Give an exact copy of every entry.

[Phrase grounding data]
##########

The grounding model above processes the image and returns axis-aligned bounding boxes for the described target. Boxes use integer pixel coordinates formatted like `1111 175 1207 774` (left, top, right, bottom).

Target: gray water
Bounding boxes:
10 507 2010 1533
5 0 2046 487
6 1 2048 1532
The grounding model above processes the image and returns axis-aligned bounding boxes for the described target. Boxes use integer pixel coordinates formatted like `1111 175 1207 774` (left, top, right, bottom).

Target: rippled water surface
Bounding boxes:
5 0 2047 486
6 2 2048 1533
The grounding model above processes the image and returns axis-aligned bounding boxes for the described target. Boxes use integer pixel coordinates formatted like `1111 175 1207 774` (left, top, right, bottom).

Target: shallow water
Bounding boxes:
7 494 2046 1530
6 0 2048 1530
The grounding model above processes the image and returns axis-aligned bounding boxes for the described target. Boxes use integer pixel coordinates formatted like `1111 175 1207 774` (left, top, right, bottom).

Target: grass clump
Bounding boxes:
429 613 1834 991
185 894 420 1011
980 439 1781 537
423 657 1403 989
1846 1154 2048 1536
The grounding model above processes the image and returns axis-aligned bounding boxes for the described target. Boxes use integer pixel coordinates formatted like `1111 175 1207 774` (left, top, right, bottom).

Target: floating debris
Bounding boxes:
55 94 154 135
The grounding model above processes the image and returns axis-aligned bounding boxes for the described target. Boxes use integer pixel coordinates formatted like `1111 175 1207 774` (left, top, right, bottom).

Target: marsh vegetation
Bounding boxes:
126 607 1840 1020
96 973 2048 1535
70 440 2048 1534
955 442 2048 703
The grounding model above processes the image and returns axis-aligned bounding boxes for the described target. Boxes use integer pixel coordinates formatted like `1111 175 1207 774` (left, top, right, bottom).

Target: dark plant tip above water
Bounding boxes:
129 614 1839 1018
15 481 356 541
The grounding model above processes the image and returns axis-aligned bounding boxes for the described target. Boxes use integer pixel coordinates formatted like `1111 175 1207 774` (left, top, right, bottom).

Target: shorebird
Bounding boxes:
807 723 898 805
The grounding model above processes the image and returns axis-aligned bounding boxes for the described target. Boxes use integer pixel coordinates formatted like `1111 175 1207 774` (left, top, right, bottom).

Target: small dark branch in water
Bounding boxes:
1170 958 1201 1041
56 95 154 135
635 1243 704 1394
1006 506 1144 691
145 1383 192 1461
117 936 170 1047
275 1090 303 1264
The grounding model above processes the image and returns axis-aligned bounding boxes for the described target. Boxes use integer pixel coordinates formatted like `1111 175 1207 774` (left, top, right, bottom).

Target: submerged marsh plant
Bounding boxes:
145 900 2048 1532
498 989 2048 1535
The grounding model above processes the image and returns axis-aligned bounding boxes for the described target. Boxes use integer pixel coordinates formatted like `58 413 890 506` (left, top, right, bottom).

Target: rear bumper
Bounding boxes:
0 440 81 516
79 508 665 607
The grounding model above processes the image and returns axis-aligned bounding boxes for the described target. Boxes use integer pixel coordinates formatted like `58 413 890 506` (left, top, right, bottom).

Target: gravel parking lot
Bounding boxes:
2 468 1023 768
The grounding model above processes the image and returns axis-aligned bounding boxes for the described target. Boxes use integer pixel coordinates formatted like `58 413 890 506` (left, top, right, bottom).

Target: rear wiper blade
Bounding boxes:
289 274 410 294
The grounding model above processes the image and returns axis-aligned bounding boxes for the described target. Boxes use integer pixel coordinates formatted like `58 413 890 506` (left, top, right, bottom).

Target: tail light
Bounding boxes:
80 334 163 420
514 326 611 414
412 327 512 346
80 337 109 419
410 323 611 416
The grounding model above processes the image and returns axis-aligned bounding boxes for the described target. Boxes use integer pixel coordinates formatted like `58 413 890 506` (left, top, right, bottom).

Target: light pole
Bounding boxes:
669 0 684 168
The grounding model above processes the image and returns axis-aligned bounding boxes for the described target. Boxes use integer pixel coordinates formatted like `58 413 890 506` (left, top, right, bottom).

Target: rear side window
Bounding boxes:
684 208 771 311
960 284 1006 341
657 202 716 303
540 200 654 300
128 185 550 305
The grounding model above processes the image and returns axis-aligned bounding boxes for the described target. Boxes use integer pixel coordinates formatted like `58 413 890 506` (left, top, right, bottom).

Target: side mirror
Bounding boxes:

##########

◆ Response to the exercise:
The grounding model above processes the image and returns axis-aligned bounding boxes for the described target. Boxes use integer pixel coordinates formatted like `1111 175 1207 774` (left, top, right, bottom).

Target: gray water
Bounding boxes:
10 507 2010 1533
5 0 2046 487
6 1 2048 1532
The grounding model above processes the image and returns axis-aligned bounding boxes for the described target. Boxes use integer pixel coordinates formatted like `1111 175 1207 774` (left, top, right, bottom).

Target: rippled water surface
Bounding boxes:
5 0 2047 486
6 2 2048 1533
The grounding model above processes the image and returns axis-aligned bounding boxes for the described target. Boxes use integer pixel coordinates formatted like `1111 175 1207 774` (left, top, right, bottom).

Target: shallow water
Bounding boxes:
7 494 2046 1530
6 0 2048 1530
The grounding model above processes the image and returns axis-aligned bounding boxes for the described target. Boxes use integer pixel coordinates formatted like `1111 175 1207 774` (left, top, right, bottom).

Target: grass clump
Bounding boxes:
429 613 1834 991
185 894 420 1011
980 439 1781 537
423 657 1403 989
1846 1154 2048 1536
The grounding model above processes the image and returns axis-aligned bounding boxes for the described target. Boxes use integer pixel coordinates formatted like `1111 175 1207 774` (left, top, right, bottom).

Target: floating debris
Bounding boxes:
55 94 154 135
The grounding model above processes the image and returns axis-aligned bounding boxes for the described target. Boxes use integer pixel coordinates formatted like `1111 175 1207 774` (left, top, right, bottom).

Target: marsh vegetation
Bounding boxes:
126 607 1840 1020
96 973 2048 1535
70 440 2048 1534
955 442 2048 703
The grounding model above processes the image and returns axis-aligned bounding boxes for the described target. Boxes use integer pixel coordinates formatted like `1111 175 1207 774` (left, top, right, bottom).

Target: dark plant tip above water
Bounding boxes:
129 614 1839 1018
15 481 356 541
The grounding model above processes the image and returns axis-aligned bounding boxes for the described target. Boxes use integer pixel coordinates formatted like `1111 175 1207 774` (left, top, right, bottom).

Target: shorebird
Bounding boxes:
807 723 898 805
The grounding model above processes the image and returns axis-aligned bounding boxes for the described target. Boxes use integer pixel coordinates formatted like `1111 175 1207 774` (left, top, right, bottom).

Target: small dark branch in water
Bounding boxes:
1170 958 1201 1041
56 95 154 135
635 1243 704 1394
1006 506 1144 691
145 1383 192 1461
117 936 170 1047
275 1090 303 1264
The grounding model above processes the image and returns axis-aligned bounding boxes for the described target. Boxes use integer pixel coordinates formatted like `1111 175 1207 774` (left, top, right, bottom).

Target: submerged marsh plant
Bounding boxes:
145 900 2048 1532
498 989 2048 1535
The grounding model above processes the image and returns axis-aligned bounding boxes for the described target. Boxes use integer pixel coordinates formatted like `58 413 890 506` (left, top, right, bottom).

Target: rear bumper
Bounding boxes:
0 440 81 516
79 508 665 607
The grounding model above processes the image and returns axis-aligned bounding boxes for the described target. Boxes use integer pixel coordinates formatted like `58 413 890 506` (left, top, right, bottom).

Target: gravel parking lot
Bounding boxes:
2 468 1023 768
The grounding model above processes the image and returns axis-aligned bounding boxes for the described target. Boxes use integer pixel coordinates formatted like `58 413 890 506` (left, top, right, bottom).

Target: rear wiper blade
Bounding boxes:
289 274 410 294
The grounding model above processes the image and returns axis-aligned bounding boxes for the described target. Boxes use integer pixel coordinates formatted like `58 413 890 506` (left, top, right, bottom).

Target: tail light
Bounding boxes:
80 334 163 420
514 326 611 414
412 327 512 346
80 337 109 419
410 323 611 416
The grounding model above processes the image and returns axis-aligned bounding boxes for the described target. Boxes use integer pixel coordinates formatted like `58 413 890 506` (left, top, right, bottom).

Target: light pole
Bounding boxes:
669 0 684 168
The grounding model above processes the image and returns axis-aligned bounding boxes for the described target. Boxes use integer pixel coordinates formatted like `58 413 890 506` (left, top, right, bottom).

Target: rear side window
Bounding boxes:
684 208 771 311
960 284 1006 341
657 202 716 303
540 200 654 300
128 185 550 305
The grounding model above processes the image and returns axis-aligned bounding boxes for the described target. Boxes use integer pixel coordinates formatted like `58 413 890 506` (left, top, right, bottom).

Target: side mirror
Bounding boxes:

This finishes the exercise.